Chissà se alle prossime elezioni Lollobrigida (il cognato, no la bersagliera) intende candidarsi a Milano. Perché, oltre a Romolo Catenacci e alla direttrice che guardava il reportage africano e al poveraccismo di Pasolini, la sua uscita mi ha ricordato la fissazione milanese per il panettone.

Un dolce insensato, superato dalla storia, che non ha nessun senso mangiare in un’epoca in cui alla pasticceria all’angolo trovi la Sacher o la lemon meringue pie, in una città in cui hai le torte di Knam e mille altre prelibatezze su cui non mi dilungo per non arrubbare il lavoro a Gastronomika.
- - - -
### LAVORO RICHIESTO
Prosegui per favore il brano sul panettone, riprendendo dopo l'ultima frase riportata.
- - - -
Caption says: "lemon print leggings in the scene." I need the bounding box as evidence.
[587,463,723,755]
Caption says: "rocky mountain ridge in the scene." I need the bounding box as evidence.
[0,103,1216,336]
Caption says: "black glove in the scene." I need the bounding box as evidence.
- - - -
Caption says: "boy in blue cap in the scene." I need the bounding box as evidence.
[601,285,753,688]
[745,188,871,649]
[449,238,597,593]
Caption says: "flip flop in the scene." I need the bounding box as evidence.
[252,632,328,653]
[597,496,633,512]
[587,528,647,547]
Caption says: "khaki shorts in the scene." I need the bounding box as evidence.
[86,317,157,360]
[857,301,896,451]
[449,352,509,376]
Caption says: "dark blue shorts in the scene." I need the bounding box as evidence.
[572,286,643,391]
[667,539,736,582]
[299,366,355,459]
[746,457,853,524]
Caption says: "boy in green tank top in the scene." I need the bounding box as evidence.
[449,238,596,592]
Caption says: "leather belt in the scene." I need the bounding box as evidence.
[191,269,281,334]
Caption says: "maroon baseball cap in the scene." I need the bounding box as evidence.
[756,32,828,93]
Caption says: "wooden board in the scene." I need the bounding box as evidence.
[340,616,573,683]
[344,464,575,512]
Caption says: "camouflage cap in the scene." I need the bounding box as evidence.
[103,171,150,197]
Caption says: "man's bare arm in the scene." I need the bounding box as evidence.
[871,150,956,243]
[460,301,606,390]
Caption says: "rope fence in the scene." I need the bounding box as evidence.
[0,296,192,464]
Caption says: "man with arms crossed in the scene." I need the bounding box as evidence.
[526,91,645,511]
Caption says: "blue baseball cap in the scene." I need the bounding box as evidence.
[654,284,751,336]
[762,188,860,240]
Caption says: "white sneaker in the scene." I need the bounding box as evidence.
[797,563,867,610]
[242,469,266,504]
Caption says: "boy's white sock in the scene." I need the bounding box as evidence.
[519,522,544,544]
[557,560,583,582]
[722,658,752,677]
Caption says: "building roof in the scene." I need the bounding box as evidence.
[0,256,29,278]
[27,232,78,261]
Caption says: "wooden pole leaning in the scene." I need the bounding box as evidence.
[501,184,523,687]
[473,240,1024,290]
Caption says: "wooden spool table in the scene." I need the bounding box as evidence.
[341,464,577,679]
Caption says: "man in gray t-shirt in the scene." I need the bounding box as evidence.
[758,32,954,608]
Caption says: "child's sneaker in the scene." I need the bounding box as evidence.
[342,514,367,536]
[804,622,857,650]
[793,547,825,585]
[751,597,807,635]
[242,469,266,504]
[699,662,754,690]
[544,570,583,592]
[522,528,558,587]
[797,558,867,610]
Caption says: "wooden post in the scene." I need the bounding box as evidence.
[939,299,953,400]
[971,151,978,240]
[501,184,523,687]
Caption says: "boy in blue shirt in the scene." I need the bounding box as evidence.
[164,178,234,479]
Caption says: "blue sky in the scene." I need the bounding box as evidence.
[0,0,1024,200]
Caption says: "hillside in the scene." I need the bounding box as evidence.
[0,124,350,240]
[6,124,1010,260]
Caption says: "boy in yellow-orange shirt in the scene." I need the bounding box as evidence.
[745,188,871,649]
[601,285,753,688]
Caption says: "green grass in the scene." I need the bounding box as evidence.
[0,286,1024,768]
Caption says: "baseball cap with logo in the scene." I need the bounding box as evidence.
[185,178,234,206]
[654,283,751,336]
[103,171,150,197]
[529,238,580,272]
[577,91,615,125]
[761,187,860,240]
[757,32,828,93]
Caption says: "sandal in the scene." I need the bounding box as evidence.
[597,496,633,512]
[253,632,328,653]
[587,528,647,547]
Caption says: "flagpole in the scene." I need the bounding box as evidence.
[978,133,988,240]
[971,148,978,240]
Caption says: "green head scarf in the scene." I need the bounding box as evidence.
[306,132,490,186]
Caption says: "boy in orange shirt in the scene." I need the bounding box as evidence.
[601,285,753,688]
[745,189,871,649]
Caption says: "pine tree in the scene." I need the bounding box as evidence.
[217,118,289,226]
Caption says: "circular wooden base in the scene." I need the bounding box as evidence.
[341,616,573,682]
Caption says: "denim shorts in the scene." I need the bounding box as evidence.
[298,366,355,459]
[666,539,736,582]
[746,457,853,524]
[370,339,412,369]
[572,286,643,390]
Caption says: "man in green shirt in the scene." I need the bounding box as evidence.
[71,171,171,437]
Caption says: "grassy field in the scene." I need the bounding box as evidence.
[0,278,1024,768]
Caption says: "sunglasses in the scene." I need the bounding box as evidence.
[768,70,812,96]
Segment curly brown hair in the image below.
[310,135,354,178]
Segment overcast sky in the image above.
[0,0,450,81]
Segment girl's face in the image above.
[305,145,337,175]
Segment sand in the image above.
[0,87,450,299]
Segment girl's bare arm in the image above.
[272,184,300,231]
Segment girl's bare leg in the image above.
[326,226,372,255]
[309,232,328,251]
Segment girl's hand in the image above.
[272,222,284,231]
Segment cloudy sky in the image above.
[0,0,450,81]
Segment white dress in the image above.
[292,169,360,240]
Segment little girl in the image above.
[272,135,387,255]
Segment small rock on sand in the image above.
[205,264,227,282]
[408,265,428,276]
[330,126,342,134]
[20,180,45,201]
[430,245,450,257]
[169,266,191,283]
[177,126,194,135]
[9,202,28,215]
- - - -
### RISPOSTA QUI SOTTO
Eppure ogni anno – è quasi autunno, ci siamo quasi – i milanesi si accapigliano su quale sia il panettone migliore. E cos’è, questo, se non feticismo del dolce povero, anche quando esso ha ormai prezzi da ricchi?

Se fossi Beppe Sala, chiamerei Lollo (il Lollo, no la Lollo) a fare il giudice d’una competizione tra panettoni. Proclamazione del vincitore all’Opera San Francesco, e per l’occasione dibattito di lotta e di governo: con canditi o senza?